WHAT YOU SHOULD DO → Set the entries below down again, please. Match them exactly.

:: DATA FOR THE TASK ::

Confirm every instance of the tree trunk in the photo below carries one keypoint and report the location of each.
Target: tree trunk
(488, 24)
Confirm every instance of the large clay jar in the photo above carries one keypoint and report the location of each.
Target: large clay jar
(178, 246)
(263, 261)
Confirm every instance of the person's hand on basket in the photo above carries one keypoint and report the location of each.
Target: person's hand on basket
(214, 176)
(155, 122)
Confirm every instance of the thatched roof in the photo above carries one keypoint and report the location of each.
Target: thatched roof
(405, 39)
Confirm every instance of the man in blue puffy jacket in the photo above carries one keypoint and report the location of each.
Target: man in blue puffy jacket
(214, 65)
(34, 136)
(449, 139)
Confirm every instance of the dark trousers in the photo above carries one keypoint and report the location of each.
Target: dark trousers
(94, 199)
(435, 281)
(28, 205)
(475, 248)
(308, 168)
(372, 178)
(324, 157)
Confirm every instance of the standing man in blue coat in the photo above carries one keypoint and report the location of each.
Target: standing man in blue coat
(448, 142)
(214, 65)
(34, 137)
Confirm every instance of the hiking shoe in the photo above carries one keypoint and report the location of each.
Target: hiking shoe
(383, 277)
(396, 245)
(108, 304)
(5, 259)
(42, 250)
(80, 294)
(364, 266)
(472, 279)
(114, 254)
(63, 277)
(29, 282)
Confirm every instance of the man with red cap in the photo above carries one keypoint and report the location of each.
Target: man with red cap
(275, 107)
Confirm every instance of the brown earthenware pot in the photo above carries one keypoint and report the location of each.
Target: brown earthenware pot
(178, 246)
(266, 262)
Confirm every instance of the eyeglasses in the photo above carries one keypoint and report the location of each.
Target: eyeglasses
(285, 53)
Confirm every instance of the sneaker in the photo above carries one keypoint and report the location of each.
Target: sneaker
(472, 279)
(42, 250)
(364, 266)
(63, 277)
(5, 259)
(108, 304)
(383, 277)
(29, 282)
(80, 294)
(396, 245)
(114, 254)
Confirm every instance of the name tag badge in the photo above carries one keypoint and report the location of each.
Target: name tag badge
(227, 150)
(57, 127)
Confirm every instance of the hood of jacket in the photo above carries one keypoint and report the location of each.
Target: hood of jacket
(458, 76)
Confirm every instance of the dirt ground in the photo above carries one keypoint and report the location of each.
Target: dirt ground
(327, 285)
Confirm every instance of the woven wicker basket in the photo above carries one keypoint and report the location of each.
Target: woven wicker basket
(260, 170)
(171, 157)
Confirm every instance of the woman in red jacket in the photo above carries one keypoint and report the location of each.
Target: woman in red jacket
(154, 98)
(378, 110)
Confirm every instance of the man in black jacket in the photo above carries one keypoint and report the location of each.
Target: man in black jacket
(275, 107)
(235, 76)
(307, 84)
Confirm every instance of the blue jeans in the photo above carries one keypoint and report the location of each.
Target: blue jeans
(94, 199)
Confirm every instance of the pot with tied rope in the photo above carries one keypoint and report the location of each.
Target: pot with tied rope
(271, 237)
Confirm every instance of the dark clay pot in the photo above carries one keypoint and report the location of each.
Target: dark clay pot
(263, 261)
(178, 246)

:::

SOLUTION TO THIS TASK →
Confirm every instance of the tree trunk in the photo below carries one keypoint and report the location of each.
Target: tree trunk
(488, 24)
Confirm every instance of the large clay jar in the photo above carries one keypoint and report the location of each.
Target: large clay jar
(178, 246)
(263, 261)
Confirm every instance of the person's hand on basket in the photo above carries one keypoint and report the location of each.
Target: person's hand on basket
(214, 176)
(155, 122)
Confirm every instance of the thatched roof in the photo above carries one keypoint and report the location of each.
Target: thatched roof
(405, 39)
Confirm every instance of the man in blue puffy jacket in the photo above carries one keypoint and report the location of each.
Target: man in blue puffy jacket
(214, 65)
(34, 136)
(449, 139)
Confirm every instance of the dark trousers in the photo above carries one keypoint and report the location of each.
Target: dark trousers
(94, 199)
(435, 281)
(28, 205)
(475, 248)
(308, 168)
(372, 178)
(324, 157)
Confirm every instance of the standing man in blue coat in the photo above carries one keypoint and report the location of each.
Target: standing man in blue coat
(448, 142)
(214, 65)
(34, 137)
Confirm every instance of the hiking shoe in the photo above carries one keypoint and report the location of each.
Target: hiking shoe
(383, 277)
(396, 245)
(108, 304)
(5, 259)
(42, 250)
(80, 294)
(364, 266)
(472, 279)
(114, 254)
(63, 277)
(29, 282)
Confirm every instance of the man with red cap in the photo above carries one keypoint and report the location of each.
Target: man with red cap
(275, 107)
Confirm every instance of the brown earthenware pot in the photo above carries one keypoint and report the location of each.
Target: brown earthenware pot
(178, 246)
(266, 262)
Confirm every instance of the eyeglasses in the photo above carries one keypoint and report the location of each.
Target: eyeglasses
(285, 53)
Confirm every instance of the sneaker in the photo above carries one keypoint and report the location of each.
Target: sneaker
(472, 279)
(42, 250)
(364, 266)
(63, 277)
(5, 259)
(108, 304)
(383, 277)
(29, 282)
(80, 294)
(396, 245)
(114, 254)
Confirm every instance of the name tag badge in the photo above carries one keypoint and report the location of each.
Target: name tag badge
(227, 150)
(57, 127)
Confirm every instance of the hood of jacket in the photo above carries one keypoint and report the location of each.
Target: hood of jacket
(458, 76)
Confirm every instance of the dirt ground in the photo above carries one keypoint and report the location of each.
Target: dirt ground
(327, 285)
Confirm every instance of the woven wicker basket in the photo above carries one keypoint and report the location of each.
Target: woven wicker basket
(260, 170)
(171, 157)
Confirm every instance of the woman in red jacket in the photo above carries one keypoint and report the location of each.
Target: woman in red jacket
(154, 98)
(378, 110)
Confirm every instance of the man in black jacket in the photo above carries one keypoint and report the location of each.
Target: man in black jacket
(275, 107)
(235, 76)
(307, 84)
Confirm every instance of the blue jeans in the photo above carries one keypoint and report the location of each.
Target: blue jeans
(94, 199)
Confirm every instance of the pot with tied rope in the photo above carries one keypoint and report the location of each.
Target: pot with tied rope
(271, 237)
Confirm every instance of the dark clay pot in the photo above carries one keypoint and report the location of each.
Target: dark clay pot
(263, 261)
(178, 246)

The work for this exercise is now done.